What the exercise asks: Transcribe the stretch of entries below from the line with "Use whatever prompts" through the line with "positive clicks: (256, 147)", exactly and with both ends included; leave out all other lines.

Data:
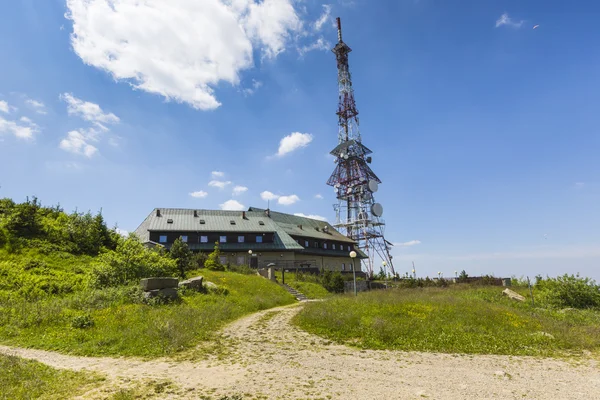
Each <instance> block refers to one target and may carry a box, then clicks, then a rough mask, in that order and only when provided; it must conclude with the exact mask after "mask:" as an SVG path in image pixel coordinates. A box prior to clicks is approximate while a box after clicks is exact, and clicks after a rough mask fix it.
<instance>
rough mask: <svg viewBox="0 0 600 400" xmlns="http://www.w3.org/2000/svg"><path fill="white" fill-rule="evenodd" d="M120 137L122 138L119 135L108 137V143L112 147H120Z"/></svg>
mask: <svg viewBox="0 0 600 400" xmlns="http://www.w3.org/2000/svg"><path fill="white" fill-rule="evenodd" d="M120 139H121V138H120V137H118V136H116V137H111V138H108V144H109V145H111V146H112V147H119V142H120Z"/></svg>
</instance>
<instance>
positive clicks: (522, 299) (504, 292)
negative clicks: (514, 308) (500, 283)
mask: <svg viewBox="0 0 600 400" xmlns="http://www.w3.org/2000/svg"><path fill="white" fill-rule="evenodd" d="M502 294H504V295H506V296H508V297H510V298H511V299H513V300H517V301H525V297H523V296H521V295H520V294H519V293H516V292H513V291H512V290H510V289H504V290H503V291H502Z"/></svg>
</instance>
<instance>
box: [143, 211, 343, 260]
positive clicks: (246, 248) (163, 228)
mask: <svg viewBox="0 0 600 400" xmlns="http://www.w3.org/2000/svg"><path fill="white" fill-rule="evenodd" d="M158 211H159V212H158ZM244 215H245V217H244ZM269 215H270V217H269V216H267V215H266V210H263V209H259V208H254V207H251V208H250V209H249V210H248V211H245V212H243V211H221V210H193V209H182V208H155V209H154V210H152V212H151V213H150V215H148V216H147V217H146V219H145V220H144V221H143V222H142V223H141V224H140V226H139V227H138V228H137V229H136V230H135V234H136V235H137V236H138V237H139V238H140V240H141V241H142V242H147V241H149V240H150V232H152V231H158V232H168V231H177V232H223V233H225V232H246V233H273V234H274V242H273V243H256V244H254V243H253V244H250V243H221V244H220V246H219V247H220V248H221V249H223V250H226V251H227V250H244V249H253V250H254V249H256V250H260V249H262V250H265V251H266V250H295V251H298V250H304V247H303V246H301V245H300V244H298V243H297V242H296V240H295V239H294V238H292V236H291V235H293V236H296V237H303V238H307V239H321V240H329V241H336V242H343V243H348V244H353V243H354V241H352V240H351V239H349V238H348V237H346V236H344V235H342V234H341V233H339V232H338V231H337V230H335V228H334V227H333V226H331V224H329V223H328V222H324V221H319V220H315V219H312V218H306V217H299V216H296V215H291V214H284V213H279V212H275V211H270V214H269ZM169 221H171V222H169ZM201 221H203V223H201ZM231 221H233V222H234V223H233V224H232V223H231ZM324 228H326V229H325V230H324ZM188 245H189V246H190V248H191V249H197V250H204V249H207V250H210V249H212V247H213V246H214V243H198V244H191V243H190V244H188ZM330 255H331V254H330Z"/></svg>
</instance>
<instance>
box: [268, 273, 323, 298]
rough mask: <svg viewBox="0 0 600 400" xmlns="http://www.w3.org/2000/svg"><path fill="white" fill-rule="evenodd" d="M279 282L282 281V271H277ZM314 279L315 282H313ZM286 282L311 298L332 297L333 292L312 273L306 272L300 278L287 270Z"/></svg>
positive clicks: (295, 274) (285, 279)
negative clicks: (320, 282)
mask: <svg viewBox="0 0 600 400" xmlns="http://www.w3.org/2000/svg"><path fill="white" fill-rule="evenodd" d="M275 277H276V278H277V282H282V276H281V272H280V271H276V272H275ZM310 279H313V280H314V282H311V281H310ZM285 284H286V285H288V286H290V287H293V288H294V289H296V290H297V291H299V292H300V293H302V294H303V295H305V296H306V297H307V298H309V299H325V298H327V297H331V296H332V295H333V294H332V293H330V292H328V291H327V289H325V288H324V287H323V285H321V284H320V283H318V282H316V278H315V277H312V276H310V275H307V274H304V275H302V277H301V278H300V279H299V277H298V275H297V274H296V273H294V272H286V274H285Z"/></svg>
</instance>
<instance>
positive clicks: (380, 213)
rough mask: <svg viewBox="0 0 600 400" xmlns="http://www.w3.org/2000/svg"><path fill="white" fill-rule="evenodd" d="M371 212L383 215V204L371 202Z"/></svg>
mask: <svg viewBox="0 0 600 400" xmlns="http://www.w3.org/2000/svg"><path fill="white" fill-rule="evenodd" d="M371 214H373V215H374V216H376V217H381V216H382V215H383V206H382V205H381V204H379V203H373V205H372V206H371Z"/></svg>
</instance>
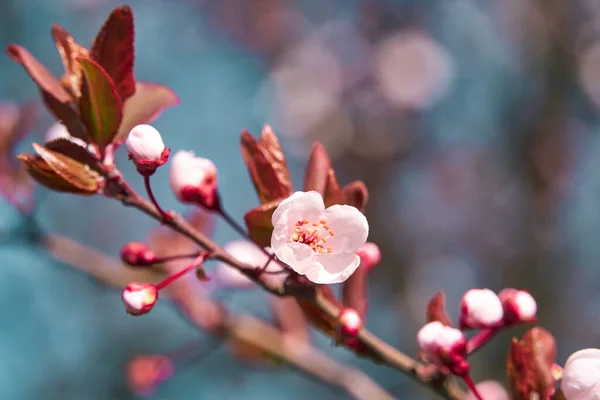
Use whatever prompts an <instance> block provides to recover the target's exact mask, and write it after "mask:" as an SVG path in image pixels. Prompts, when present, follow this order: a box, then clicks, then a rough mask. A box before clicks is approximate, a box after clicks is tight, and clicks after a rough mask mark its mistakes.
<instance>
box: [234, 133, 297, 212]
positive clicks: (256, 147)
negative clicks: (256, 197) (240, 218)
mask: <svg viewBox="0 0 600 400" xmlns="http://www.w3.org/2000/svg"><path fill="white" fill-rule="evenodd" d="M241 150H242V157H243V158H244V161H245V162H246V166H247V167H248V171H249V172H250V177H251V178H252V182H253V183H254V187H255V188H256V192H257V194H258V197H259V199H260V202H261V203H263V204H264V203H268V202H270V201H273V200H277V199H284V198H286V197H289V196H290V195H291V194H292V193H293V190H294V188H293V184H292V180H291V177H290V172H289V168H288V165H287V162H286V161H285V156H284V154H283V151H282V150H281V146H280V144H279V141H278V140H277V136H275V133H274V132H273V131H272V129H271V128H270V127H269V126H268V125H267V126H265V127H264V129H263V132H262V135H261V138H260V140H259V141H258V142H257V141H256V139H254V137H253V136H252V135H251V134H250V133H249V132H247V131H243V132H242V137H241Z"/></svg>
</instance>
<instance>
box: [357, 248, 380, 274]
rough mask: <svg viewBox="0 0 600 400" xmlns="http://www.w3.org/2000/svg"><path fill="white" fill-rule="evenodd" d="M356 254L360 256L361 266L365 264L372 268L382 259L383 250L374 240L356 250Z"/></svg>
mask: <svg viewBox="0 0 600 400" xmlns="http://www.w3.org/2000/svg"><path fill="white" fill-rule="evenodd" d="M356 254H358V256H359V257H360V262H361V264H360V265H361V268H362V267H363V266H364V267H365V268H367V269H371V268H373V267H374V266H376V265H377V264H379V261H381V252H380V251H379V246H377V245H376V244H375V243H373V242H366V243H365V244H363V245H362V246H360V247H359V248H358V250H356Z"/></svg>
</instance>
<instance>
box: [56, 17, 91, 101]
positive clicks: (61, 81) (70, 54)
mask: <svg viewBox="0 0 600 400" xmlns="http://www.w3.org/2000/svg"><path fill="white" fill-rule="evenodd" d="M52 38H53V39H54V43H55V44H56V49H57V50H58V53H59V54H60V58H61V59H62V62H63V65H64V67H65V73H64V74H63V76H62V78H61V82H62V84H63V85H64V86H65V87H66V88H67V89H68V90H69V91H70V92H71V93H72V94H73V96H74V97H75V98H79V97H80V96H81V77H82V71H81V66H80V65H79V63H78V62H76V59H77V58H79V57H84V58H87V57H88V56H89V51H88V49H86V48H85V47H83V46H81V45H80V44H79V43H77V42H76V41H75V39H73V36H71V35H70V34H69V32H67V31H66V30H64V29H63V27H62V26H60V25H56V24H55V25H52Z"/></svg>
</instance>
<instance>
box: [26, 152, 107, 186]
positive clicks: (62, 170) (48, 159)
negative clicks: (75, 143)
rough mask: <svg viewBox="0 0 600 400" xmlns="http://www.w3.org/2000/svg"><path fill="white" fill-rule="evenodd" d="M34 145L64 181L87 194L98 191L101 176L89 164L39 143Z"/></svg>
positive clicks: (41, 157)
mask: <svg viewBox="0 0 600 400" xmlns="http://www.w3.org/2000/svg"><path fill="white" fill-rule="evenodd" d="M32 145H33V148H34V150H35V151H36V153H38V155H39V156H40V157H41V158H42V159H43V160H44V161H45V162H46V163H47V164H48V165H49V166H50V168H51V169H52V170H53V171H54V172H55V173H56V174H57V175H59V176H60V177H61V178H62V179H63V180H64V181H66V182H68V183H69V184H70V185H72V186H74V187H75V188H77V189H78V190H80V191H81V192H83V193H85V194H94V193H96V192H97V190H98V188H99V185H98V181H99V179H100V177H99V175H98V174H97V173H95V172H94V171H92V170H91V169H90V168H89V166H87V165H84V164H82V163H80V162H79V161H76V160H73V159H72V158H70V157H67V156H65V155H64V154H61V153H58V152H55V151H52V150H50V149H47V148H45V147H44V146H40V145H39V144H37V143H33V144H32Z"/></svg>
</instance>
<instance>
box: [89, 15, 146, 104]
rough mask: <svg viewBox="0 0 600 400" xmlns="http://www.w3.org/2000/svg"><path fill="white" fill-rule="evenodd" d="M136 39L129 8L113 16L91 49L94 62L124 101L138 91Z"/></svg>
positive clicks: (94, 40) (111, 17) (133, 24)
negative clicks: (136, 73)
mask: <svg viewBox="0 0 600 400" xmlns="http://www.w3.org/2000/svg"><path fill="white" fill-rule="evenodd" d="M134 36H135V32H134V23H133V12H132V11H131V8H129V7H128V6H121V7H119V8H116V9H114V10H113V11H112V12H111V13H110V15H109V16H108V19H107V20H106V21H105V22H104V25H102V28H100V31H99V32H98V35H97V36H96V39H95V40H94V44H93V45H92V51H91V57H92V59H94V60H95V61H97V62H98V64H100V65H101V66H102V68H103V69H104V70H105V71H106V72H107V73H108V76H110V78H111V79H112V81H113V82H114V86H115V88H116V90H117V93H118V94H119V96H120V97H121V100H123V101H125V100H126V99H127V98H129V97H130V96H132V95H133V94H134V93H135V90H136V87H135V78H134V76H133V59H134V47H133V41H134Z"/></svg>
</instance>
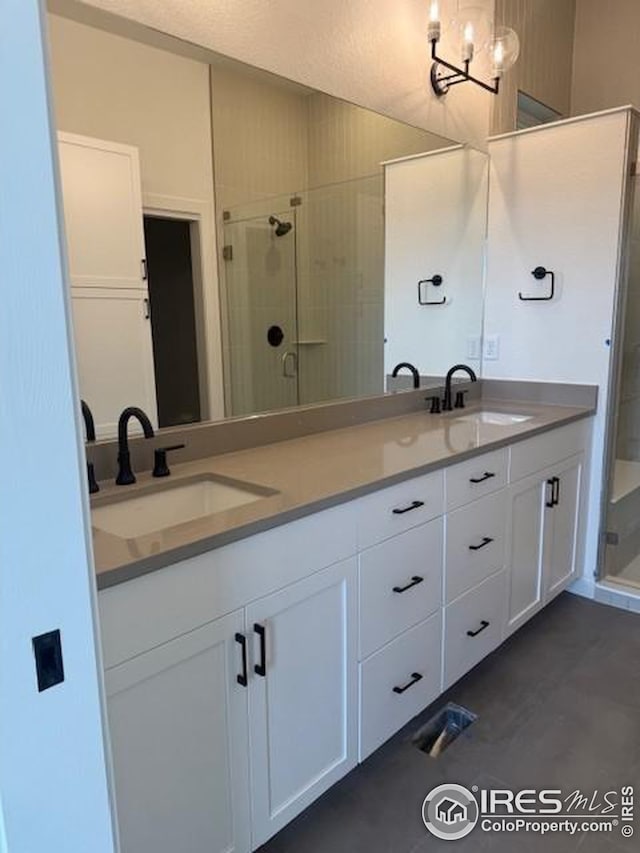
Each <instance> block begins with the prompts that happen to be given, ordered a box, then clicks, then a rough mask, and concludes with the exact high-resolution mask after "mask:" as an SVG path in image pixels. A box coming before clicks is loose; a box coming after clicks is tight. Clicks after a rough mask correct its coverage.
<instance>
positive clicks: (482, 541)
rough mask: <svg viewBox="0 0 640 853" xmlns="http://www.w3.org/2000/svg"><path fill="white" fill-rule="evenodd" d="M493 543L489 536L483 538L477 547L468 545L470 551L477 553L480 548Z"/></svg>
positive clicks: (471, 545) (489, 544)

Solved problem:
Use whatever prompts an <instance> block provides to recover the target's exact mask, and write it after "mask:" as an SVG path in image pixels. Prompts, when present, follow this order: a box, then clicks, then a rough mask. A box before clicks is approximate, a box after clicks is tight, and clicks after a rough mask mark its mistakes.
<instance>
box: [234, 133, 297, 212]
positive clicks: (256, 147)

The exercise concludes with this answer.